Отрывок:
*-*-*
Тридцатого августа 1844 года за помощь, оказанную гарнизону крепости, Нахимову объявили «высочайшее благоволение», а в 1845-м произвели в контр-адмиралы с назначением командиром 1-й бригады 4-й флотской дивизии.
Здесь необходимо сделать пояснение. Основной административной единицей флота был экипаж, состоящий примерно из тысячи человек, включая нестроевых. К экипажам были приписаны корабли, один или несколько, команды которых и набирались из нижних чинов экипажей. Три экипажа составляли бригаду, три бригады — дивизию. Балтийский флот насчитывал девять бригад 1-й, 2-й и 3-й дивизий, Черноморский флот — шесть бригад, объединённых в 4-ю и 5-ю дивизии. Соединение экипажей в бригады соответствовало соединению кораблей в эскадры; бригадный командир обычно являлся и начальником соответствующей эскадры.
Как командир бригады Нахимов переносил свой флаг с одного корабля на другой: в 1846-м поднял его на фрегате «Кагул», на следующий год — на линейном корабле «Ягудиил», ещё через год — на фрегате «Коварна». Так он получал возможность на деле ознакомиться с состоянием кораблей и экипажей, узнать офицеров лично. И они узнавали его не понаслышке.
*-*-*
Пункт задания 1: Выпишите из записей каждую строку, в которой встречается слово «negative», с учётом регистра букв.
Пункт задания 2: Допишите следующую часть отрывка о Нахимове, продолжив его сразу после последнего предложения.
*-*-*
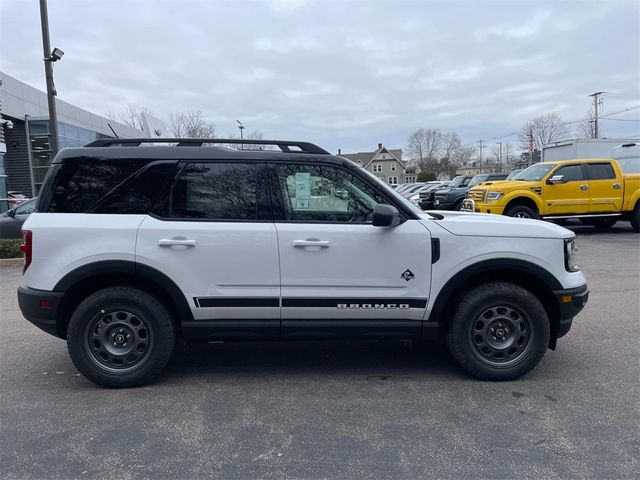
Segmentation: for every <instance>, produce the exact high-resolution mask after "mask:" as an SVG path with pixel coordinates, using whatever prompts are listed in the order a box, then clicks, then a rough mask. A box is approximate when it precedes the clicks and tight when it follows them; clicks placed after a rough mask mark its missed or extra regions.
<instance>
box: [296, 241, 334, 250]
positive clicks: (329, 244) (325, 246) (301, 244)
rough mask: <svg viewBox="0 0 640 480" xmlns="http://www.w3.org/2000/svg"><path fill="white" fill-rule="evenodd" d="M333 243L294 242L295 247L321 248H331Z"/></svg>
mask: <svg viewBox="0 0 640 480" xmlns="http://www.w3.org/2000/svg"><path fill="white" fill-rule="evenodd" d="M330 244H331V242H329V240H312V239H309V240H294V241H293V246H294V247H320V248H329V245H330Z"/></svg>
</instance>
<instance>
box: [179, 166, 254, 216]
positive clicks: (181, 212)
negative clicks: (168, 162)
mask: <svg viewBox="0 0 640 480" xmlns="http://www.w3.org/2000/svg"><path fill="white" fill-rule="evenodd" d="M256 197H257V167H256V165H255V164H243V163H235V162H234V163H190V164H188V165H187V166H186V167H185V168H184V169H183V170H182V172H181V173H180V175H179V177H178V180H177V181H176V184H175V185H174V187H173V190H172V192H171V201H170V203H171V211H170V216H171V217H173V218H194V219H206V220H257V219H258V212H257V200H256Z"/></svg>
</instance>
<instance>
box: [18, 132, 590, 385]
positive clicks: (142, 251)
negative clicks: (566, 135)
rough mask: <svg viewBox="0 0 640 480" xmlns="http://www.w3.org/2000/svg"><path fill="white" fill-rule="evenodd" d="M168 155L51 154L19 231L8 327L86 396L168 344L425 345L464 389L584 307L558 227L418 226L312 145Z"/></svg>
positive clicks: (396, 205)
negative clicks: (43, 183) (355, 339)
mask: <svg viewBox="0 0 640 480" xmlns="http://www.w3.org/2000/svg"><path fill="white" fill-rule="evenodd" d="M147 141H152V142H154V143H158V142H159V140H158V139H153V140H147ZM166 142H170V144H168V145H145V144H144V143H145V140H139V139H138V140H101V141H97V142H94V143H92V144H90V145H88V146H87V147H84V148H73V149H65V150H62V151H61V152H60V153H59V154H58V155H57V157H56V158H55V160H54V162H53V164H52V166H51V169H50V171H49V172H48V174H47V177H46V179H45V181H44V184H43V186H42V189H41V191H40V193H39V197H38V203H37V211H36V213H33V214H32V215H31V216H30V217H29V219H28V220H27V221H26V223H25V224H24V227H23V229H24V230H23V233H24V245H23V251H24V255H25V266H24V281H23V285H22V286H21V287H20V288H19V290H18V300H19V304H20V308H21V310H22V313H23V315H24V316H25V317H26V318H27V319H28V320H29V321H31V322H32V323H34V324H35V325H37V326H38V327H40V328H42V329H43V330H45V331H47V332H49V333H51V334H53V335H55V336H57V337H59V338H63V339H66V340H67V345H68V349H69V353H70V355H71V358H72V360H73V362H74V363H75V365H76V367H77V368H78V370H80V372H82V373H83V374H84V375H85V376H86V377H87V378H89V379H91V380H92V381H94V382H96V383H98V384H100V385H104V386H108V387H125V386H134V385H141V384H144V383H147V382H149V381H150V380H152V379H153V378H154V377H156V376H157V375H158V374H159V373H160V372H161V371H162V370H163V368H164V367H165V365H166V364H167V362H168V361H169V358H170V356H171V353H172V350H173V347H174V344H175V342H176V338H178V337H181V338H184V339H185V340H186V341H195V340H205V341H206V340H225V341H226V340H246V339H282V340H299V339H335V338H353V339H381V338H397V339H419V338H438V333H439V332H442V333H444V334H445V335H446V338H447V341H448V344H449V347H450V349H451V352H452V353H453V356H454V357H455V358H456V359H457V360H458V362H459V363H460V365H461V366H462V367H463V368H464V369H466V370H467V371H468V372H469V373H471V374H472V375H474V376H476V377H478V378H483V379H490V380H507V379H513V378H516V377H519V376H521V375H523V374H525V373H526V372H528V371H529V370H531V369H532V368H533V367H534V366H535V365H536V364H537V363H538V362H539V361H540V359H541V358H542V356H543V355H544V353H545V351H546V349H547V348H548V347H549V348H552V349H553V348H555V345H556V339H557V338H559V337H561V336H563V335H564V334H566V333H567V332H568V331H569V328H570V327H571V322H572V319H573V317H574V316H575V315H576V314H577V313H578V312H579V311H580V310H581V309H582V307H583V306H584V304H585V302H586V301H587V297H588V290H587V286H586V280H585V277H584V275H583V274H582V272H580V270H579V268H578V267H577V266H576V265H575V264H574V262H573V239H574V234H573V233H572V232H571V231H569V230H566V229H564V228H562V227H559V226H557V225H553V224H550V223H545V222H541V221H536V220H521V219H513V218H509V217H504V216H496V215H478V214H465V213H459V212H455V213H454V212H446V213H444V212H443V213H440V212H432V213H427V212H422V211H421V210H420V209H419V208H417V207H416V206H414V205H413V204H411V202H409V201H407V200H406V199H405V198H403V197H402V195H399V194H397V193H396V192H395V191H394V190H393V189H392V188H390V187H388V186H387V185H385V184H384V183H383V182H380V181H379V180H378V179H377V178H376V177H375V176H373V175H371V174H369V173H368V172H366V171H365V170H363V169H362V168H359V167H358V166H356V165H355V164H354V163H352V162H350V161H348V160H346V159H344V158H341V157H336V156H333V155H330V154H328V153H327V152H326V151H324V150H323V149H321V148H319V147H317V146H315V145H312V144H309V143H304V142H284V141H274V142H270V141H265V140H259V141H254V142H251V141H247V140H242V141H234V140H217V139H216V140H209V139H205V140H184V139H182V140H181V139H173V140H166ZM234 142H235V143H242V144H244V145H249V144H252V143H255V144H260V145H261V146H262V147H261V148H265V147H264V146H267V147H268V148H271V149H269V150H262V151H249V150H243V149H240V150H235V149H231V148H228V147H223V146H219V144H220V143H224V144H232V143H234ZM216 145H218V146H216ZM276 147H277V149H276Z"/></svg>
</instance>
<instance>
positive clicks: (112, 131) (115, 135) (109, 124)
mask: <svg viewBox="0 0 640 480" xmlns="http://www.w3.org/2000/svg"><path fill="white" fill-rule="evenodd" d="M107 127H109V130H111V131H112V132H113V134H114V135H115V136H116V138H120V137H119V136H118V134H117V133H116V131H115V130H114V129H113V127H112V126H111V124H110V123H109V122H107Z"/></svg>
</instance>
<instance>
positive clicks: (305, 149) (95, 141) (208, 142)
*-*-*
Результат упражнения 1:
negative clicks: (168, 162)
negative clicks: (566, 135)
negative clicks: (43, 183) (355, 339)

Результат упражнения 2:
Командиром бригады он был более шести лет, а всего службе на Чёрном море до начала Восточной (Крымской) войны[45] отдал 19 лет. И каждый год крейсировал по шесть месяцев у кавказского побережья.
Последняя операция, которую провёл Нахимов по переброске войск морем на Кавказ, проходила в сентябре 1853 года, уже во время Восточной войны. 4 сентября император распорядился перевезти 13-ю пехотную дивизию морем в Сухум. Ещё не было примера, чтобы в осеннее штормовое время морем перевозили не отряд, а целую дивизию! К тому же высадку предстояло осуществить на необорудованный и открытый ветрам рейд. Корнилов разрабатывал план операции, Нахимов руководил флотом, младшими флагманами были Новосильский и Панфилов. В их распоряжении находились 12 линейных кораблей, два фрегата, два корвета, семь пароходов и 11 транспортных судов. Предстояло перевезти 16 тысяч человек, артиллерию, более восьмисот лошадей, продовольствие и боеприпасы. Когда 19 сентября Корнилов на пароходе «Владимир» прибыл в Сухум, он убедился, что рейд подходит для небольших судов, но не для эскадры. Было решено высаживать десант у мыса Анакрия.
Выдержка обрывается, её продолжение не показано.